#### [YOUR TASK]
The line with "Query: soccer player running in background" marks where to begin. Please copy it and each line after it to the end of the records below, exactly.

#### [EXERCISE INPUTS]
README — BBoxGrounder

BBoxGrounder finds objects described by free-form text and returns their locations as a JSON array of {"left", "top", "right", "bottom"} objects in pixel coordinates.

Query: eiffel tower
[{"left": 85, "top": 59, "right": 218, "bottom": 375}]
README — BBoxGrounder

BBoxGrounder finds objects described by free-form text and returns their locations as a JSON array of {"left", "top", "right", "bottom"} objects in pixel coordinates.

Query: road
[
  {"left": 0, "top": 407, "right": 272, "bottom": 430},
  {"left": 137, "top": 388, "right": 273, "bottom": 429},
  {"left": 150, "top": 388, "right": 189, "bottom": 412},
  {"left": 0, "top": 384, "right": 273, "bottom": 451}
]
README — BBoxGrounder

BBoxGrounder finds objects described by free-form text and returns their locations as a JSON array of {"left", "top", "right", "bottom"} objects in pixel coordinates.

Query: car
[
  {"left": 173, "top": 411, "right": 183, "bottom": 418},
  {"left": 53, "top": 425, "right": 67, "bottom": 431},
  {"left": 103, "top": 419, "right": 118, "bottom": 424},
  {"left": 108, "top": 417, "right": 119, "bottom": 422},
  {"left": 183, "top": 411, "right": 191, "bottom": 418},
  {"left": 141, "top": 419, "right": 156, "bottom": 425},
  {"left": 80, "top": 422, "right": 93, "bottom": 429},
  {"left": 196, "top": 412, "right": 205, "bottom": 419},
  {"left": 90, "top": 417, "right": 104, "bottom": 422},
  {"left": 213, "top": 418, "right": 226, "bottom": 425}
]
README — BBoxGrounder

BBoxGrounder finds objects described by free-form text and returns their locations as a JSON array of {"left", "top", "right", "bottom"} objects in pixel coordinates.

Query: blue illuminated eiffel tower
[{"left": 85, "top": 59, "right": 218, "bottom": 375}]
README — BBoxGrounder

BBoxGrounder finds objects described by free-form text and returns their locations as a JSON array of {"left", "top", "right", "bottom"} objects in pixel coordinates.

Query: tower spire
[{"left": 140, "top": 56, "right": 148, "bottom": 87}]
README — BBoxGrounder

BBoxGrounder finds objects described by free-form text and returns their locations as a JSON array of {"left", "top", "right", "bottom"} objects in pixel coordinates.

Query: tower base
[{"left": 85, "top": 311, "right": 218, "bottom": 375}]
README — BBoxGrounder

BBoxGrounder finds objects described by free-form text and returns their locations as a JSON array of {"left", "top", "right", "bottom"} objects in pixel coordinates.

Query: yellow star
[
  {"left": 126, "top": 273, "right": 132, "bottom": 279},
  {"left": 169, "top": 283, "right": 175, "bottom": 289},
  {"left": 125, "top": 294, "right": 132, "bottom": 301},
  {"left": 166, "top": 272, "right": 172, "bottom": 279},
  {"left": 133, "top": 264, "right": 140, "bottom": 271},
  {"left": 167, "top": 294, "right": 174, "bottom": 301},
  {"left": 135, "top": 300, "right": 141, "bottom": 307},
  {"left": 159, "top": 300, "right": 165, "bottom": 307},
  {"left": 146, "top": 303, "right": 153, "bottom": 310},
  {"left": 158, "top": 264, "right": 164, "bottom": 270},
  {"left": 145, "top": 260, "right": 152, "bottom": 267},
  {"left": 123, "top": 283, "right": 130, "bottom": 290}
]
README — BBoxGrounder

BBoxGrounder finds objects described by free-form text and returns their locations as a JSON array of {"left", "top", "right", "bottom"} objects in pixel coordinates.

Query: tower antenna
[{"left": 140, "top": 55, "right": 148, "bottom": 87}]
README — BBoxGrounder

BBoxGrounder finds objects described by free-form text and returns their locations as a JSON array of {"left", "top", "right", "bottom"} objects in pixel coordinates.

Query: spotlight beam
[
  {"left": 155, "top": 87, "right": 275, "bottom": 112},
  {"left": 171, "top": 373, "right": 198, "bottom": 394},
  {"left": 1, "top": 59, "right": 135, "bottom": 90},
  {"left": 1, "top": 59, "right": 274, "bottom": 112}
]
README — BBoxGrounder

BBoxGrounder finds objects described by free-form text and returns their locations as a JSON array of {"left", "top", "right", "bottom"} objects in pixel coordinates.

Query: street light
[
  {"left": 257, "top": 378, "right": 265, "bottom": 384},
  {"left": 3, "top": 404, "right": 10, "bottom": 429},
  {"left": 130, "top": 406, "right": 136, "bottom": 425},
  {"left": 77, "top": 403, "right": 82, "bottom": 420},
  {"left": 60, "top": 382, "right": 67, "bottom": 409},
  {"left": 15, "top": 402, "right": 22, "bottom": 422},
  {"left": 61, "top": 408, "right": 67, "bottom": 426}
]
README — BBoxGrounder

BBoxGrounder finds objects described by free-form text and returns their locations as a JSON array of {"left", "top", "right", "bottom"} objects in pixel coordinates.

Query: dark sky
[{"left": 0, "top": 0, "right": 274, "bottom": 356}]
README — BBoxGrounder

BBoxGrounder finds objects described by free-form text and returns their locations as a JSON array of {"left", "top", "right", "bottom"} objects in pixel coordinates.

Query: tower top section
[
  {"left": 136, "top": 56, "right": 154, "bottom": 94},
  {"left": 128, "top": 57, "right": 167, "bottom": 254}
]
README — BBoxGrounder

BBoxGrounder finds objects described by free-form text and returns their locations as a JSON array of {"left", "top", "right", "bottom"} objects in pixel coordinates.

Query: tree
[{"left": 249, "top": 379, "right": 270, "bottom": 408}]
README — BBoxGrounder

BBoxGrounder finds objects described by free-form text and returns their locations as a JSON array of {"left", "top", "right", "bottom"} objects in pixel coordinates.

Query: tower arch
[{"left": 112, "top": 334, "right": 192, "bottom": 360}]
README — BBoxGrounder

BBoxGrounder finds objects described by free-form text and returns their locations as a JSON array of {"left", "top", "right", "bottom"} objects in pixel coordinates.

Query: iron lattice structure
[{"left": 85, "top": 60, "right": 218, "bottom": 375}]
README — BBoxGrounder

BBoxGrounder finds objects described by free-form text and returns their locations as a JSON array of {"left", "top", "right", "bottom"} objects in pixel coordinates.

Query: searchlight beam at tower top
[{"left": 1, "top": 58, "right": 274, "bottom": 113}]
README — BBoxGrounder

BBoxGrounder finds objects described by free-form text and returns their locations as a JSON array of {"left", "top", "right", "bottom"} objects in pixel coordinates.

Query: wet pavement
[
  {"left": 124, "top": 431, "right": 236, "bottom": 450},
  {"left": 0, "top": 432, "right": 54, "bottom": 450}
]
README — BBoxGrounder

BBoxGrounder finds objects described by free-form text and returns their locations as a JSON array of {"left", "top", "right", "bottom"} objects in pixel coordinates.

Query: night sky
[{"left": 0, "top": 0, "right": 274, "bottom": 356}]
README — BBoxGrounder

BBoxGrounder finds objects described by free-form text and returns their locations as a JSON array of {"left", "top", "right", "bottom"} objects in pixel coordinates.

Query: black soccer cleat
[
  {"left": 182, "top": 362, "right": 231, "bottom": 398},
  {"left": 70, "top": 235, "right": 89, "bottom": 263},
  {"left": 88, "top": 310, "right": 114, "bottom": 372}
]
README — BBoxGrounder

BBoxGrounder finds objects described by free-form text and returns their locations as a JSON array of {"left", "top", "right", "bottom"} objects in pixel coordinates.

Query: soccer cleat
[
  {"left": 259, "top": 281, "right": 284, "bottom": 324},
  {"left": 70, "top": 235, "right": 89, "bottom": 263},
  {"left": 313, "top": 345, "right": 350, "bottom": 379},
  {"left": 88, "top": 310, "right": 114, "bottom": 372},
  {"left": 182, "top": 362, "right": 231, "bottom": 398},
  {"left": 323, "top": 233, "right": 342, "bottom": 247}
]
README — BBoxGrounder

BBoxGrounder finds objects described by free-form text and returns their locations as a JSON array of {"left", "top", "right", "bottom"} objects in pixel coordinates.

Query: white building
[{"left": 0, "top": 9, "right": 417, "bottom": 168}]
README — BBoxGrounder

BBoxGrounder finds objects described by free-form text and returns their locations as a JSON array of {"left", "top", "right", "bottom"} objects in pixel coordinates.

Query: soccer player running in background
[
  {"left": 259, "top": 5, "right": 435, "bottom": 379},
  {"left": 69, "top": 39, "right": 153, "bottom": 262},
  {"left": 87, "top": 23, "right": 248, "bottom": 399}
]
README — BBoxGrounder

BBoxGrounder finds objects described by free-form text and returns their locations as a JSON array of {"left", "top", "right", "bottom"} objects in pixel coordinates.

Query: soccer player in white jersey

#### [PROBLEM SOLUTION]
Query: soccer player running in background
[
  {"left": 259, "top": 5, "right": 435, "bottom": 379},
  {"left": 69, "top": 39, "right": 153, "bottom": 262},
  {"left": 87, "top": 23, "right": 248, "bottom": 399}
]
README — BBoxGrounder

BBoxGrounder finds objects described by free-form text and returns their locations as a JSON array of {"left", "top", "right", "bottom"} objects in pixel coordinates.

Query: soccer player in white jersey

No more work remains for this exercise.